======== Source text

The Venture Bros. Quotes

Hank: Well, sure. H.E.L.P.eR. looks like a dried-out turd on a bad stretch of road.

TV Show: The Venture Bros.
Hank: What's your problem with our dad anyway?!
The Monarch: (awkwardly) Well, I- he- he's my nemesis. My archenemy.
Dean: I don't think pop thinks you're his archenemy.
The Monarch: Come on, I'm sure the walls of the Venture Compound are practically caked with the lingering curses of the Monarch's name.
Dean: Uhh, no. I've never even heard him mention you.
Hank: Yeah, I always thought Baron Ünderbheit was dad's arch-enemy.
The Monarch: (astounded) Ünderbheit!?! Why, that dime-store Doctor Doom isn't fit to -- just you wait til your father calls me back!!

TV Show: The Venture Bros.
Brock: You get the boys. I'll take care of these guys.
Dr. Venture: Are you sure? There's an awful lot of them.
Brock: (left eye twitching) They hit me with a truck.

TV Show: The Venture Bros.
[after his henchmen have kidnapped the Venture boys and brought them back to the lair]
The Monarch: But see, that's what I'm talking about! Now Venture'll send Samson after the rest of us, and he'll go totally sickhouse on our asses. I LIKE my ass, gentlemen.

TV Show: The Venture Bros.

================

Exercise A —
For each statement, say whether it agrees with the Venture Bros. quotes above, answering yes or no and quoting the deciding words: (i) Dean has never heard his father mention the Monarch; (ii) Hank thought Baron Ünderbheit was his father's archenemy; (iii) Brock tells Dr. Venture to deal with the attackers while he gets the boys.
Exercise B —
Resume the Venture Bros. quotes above, continuing past their final line.

======== Dataset excerpt

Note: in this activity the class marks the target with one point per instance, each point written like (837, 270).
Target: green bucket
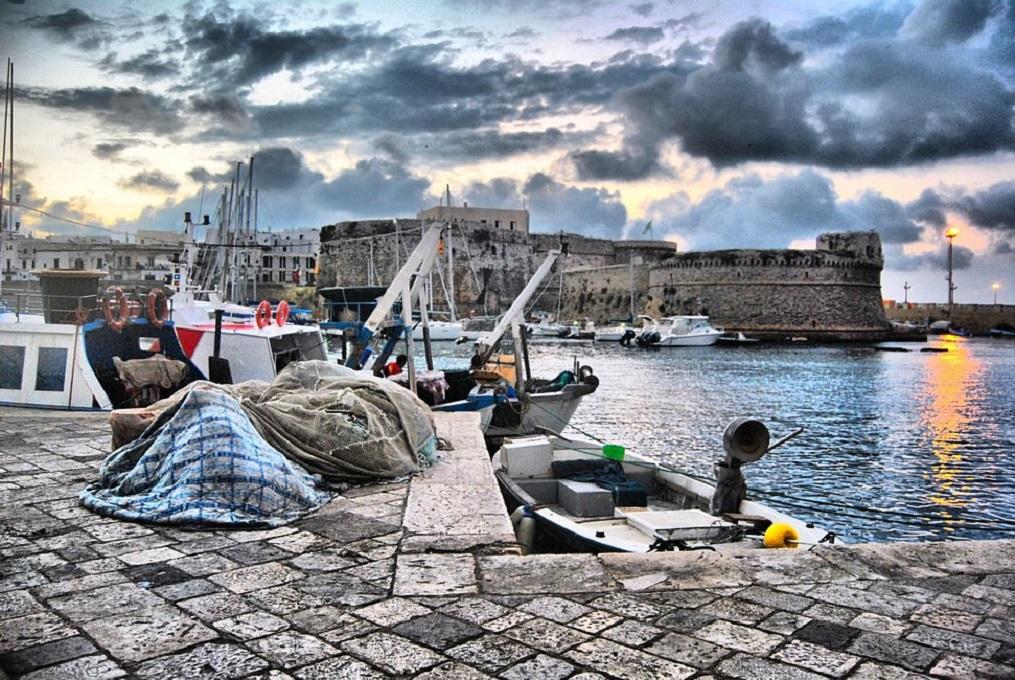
(614, 452)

================

Task response A —
(i) Yes: "I've never even heard him mention you."
(ii) Yes: "I always thought Baron Ünderbheit was dad's arch-enemy."
(iii) No: "You get the boys. I'll take care of these guys."

Task response B —
Dr. Venture: [After waking up in a tub of ice with a note explaining that his kidneys are gone] "One..." [Checks his other side] "Two... This is bad."

TV Show: The Venture Bros.
The Monarch: All right which one of you sold The Monarch out? OK, OK I'm gonna turn around and close my eyes, and I want the guilty party to step forward. No judgments you won't be punished I just want to know who did it, OK.
[Cough]
The Monarch: Traitor! Dirty bastard traitor! I knew it was you, number ...
Dr. Girlfriend: 37.
The Monarch: Number 37! Strike him from the roster, Dr. Girlfriend.

TV Show: The Venture Bros.
Hank and Dean: He started it!
Dr. Venture: No, I started it years ago in a moment of passion! And I'll end it the same way right here in front of Brock, H.E.L.P.eR., and God!

TV Show: The Venture Bros.
(Brock is piloting the Ventures' phallic ship into Gargantua-1's docking bay)
Lt. Baldavitch: Let's take this slow. It's my first time.
Brock: I'll be gentle. Now where do you want this hot rocket?
Lt. Baldavitch: Wow! That's a big one. Now, ease it in... good, just like that.
Dr. Venture: Uugh, ay-yi... uugh, Brock, can we speed this up? I really need to go number one, I'm serious.
Lt. Baldavitch: That's it! Keep going. Slow... slow... YES! That's it!
Brock: That's a tight fit.
Lt. Baldavitch: (sighs) It's like they were made for each other.
Dr. Venture: (annoyed) Yes, because they were, because they were both made by the same guy. Now can we finish this up please?
Brock: I'm almost there, brace yourself because it's gonna be... (trails off)
Dr. Venture: Oh, come on!

TV Show: The Venture Bros.
Dr. Venture: Oh sweet mercy, tell me these suits have a collection pouch.

TV Show: The Venture Bros.
Col. Manstrong: Sharky's Machine!

TV Show: The Venture Bros.
Dean: It's on!
Hank: It's off!
Dean: It's on!
Hank: It's off!
Dean: It's on!
Hank: It's off!
Dean: It's on!
Hank: Off!
Dean: It's on!
Hank: It's off!
Dean: It's on!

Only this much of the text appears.